# Work to complete:
Output the data below in full, byte for byte. Nothing may differ.

# Supplied data:

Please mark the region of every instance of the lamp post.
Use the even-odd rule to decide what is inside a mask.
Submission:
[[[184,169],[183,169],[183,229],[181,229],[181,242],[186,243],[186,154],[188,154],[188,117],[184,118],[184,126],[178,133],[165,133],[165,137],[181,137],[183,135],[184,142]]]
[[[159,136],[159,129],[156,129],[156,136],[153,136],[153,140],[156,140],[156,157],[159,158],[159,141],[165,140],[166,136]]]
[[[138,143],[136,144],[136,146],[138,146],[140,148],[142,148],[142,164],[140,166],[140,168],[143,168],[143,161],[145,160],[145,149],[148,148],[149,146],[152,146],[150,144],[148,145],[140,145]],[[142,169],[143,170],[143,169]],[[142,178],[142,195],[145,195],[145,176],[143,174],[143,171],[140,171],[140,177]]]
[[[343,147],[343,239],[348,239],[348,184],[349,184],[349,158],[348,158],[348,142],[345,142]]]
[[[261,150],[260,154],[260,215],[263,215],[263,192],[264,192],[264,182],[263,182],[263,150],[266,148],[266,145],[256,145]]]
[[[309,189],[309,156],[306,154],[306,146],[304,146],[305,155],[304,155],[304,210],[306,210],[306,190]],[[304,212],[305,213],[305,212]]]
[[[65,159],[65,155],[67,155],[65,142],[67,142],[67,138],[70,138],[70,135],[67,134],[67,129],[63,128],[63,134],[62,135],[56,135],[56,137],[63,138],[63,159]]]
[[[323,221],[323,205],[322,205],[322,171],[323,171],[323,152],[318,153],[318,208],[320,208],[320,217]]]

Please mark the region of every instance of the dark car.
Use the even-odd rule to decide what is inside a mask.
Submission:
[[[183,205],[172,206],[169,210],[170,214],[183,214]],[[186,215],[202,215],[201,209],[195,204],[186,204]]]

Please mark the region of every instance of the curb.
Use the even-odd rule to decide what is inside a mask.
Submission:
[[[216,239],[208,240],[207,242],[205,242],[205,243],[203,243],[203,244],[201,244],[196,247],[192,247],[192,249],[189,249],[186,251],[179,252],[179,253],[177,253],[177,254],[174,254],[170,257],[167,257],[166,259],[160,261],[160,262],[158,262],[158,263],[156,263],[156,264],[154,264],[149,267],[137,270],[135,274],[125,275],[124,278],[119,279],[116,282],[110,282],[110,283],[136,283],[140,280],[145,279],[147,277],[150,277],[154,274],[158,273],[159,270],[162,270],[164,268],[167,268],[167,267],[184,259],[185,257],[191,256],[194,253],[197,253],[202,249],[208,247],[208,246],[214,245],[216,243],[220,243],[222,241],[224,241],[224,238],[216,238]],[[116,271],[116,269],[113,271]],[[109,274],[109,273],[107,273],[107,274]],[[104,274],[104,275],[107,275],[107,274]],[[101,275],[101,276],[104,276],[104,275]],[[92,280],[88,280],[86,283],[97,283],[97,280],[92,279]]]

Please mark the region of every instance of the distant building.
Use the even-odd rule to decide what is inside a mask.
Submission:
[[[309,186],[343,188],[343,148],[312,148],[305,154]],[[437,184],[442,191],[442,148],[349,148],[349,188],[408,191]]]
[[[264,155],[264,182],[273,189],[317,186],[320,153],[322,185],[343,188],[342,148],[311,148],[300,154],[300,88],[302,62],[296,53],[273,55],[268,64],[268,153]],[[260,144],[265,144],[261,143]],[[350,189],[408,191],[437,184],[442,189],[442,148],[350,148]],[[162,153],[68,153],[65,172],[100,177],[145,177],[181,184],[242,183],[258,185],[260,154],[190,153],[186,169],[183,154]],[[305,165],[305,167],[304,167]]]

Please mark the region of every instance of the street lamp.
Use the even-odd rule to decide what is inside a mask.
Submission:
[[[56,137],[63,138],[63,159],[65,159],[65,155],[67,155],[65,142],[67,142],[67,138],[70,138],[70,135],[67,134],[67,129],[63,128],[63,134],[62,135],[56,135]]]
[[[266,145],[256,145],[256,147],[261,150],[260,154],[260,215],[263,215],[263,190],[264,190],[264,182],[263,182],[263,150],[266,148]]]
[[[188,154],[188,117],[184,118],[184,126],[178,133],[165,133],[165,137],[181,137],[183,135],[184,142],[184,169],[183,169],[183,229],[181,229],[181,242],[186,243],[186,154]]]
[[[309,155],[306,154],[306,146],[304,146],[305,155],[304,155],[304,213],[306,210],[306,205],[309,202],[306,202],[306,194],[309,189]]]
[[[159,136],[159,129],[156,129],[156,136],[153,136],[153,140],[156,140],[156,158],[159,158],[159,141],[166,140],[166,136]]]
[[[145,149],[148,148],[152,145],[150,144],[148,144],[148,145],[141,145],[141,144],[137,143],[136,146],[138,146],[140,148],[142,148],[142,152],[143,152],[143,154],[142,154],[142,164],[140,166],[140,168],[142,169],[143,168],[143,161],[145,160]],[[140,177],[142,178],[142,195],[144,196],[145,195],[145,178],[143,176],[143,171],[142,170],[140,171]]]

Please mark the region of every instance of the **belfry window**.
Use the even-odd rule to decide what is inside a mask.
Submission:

# Final result:
Please mark the region of every instance of the lamp post.
Use the even-odd rule to decide what is inside a mask.
Submission:
[[[184,169],[183,169],[183,229],[181,229],[181,242],[186,243],[186,154],[188,154],[188,117],[184,118],[184,126],[178,133],[165,133],[165,137],[181,137],[183,135],[184,142]]]
[[[159,136],[159,129],[156,129],[156,136],[153,136],[153,140],[156,140],[156,157],[159,158],[159,141],[165,140],[166,136]]]
[[[138,143],[136,144],[136,146],[138,146],[140,148],[142,148],[142,164],[140,166],[140,168],[143,168],[143,161],[145,160],[145,149],[148,148],[149,146],[152,146],[150,144],[148,145],[140,145]],[[142,169],[143,170],[143,169]],[[142,178],[142,195],[145,195],[145,176],[143,174],[143,171],[140,171],[140,177]]]
[[[343,147],[343,239],[348,239],[348,184],[349,184],[349,158],[348,158],[348,142],[345,142]]]
[[[261,150],[260,154],[260,215],[263,215],[263,192],[264,192],[264,182],[263,182],[263,150],[266,148],[266,145],[256,145]]]
[[[309,189],[309,156],[306,154],[306,146],[304,146],[305,155],[304,155],[304,210],[306,210],[306,190]],[[304,212],[305,213],[305,212]]]
[[[65,159],[65,155],[67,155],[65,142],[67,142],[67,138],[70,138],[70,135],[67,134],[67,129],[63,128],[63,134],[62,135],[56,135],[56,137],[63,138],[63,159]]]
[[[323,221],[323,205],[322,205],[322,171],[323,171],[323,152],[318,153],[318,208],[320,208],[320,217]]]

Please mark the region of every instance of the dark car.
Use the even-odd rule to decide what is inside a mask.
Submission:
[[[183,205],[172,206],[169,210],[170,214],[183,214]],[[186,215],[202,215],[201,209],[195,204],[186,204]]]

Please mark the region of every instance of the curb.
Use the even-odd rule to decide what is inside a mask.
Submission:
[[[216,239],[208,240],[207,242],[205,242],[205,243],[203,243],[203,244],[201,244],[196,247],[192,247],[192,249],[189,249],[186,251],[179,252],[179,253],[177,253],[177,254],[174,254],[170,257],[167,257],[166,259],[160,261],[160,262],[158,262],[158,263],[156,263],[156,264],[154,264],[149,267],[137,270],[135,274],[125,275],[124,278],[119,279],[116,282],[110,282],[110,283],[136,283],[140,280],[145,279],[147,277],[150,277],[154,274],[158,273],[159,270],[162,270],[164,268],[167,268],[167,267],[184,259],[185,257],[191,256],[194,253],[197,253],[202,249],[208,247],[208,246],[214,245],[216,243],[220,243],[222,241],[224,241],[224,238],[216,238]],[[116,271],[116,269],[113,271]],[[109,274],[109,273],[107,273],[107,274]],[[104,274],[104,275],[107,275],[107,274]],[[101,275],[101,276],[104,276],[104,275]],[[92,280],[88,280],[86,283],[97,283],[97,280],[92,279]]]

Please mark the region of every instance of the distant building.
Use the even-odd rule to decide what is inside a mask.
Submission:
[[[309,186],[343,188],[343,148],[312,148],[305,154]],[[437,184],[442,191],[442,148],[349,148],[349,188],[408,191]]]
[[[264,155],[264,182],[273,189],[317,186],[320,153],[322,185],[343,188],[342,148],[311,148],[300,154],[300,88],[302,62],[296,53],[273,55],[268,64],[268,153]],[[260,144],[265,144],[261,143]],[[350,189],[408,191],[437,184],[442,189],[442,148],[350,148]],[[162,153],[68,153],[65,172],[100,177],[145,177],[181,184],[242,183],[258,185],[260,154],[190,153],[186,169],[183,154]],[[305,165],[305,167],[304,167]]]

Please mark the region of every instance of the street lamp.
Use the even-odd rule to decide what is inside a mask.
Submission:
[[[56,137],[63,138],[63,159],[65,159],[65,155],[67,155],[65,142],[67,142],[67,138],[70,138],[70,135],[67,134],[67,129],[63,128],[63,134],[62,135],[56,135]]]
[[[266,145],[256,145],[256,147],[261,150],[260,154],[260,215],[263,215],[263,190],[264,190],[264,182],[263,182],[263,150],[266,148]]]
[[[188,154],[188,117],[184,118],[184,126],[178,133],[165,133],[165,137],[181,137],[183,135],[184,142],[184,169],[183,169],[183,229],[181,229],[181,242],[186,243],[186,154]]]
[[[309,155],[306,154],[306,146],[304,146],[305,155],[304,155],[304,213],[306,210],[306,205],[309,202],[306,202],[306,194],[309,189]]]
[[[159,136],[159,129],[156,129],[156,136],[153,136],[153,140],[156,140],[156,158],[159,158],[159,141],[166,140],[166,136]]]
[[[145,149],[148,148],[152,145],[150,144],[148,144],[148,145],[141,145],[141,144],[137,143],[136,146],[138,146],[140,148],[142,148],[142,152],[143,152],[143,154],[142,154],[142,164],[140,166],[140,168],[142,169],[143,168],[143,161],[145,160]],[[140,177],[142,178],[142,195],[144,196],[145,195],[145,178],[143,176],[143,171],[142,170],[140,171]]]

Please mark the region of every instance of the **belfry window**.
Use the even-odd rule to decide what is inside a mask.
Submission:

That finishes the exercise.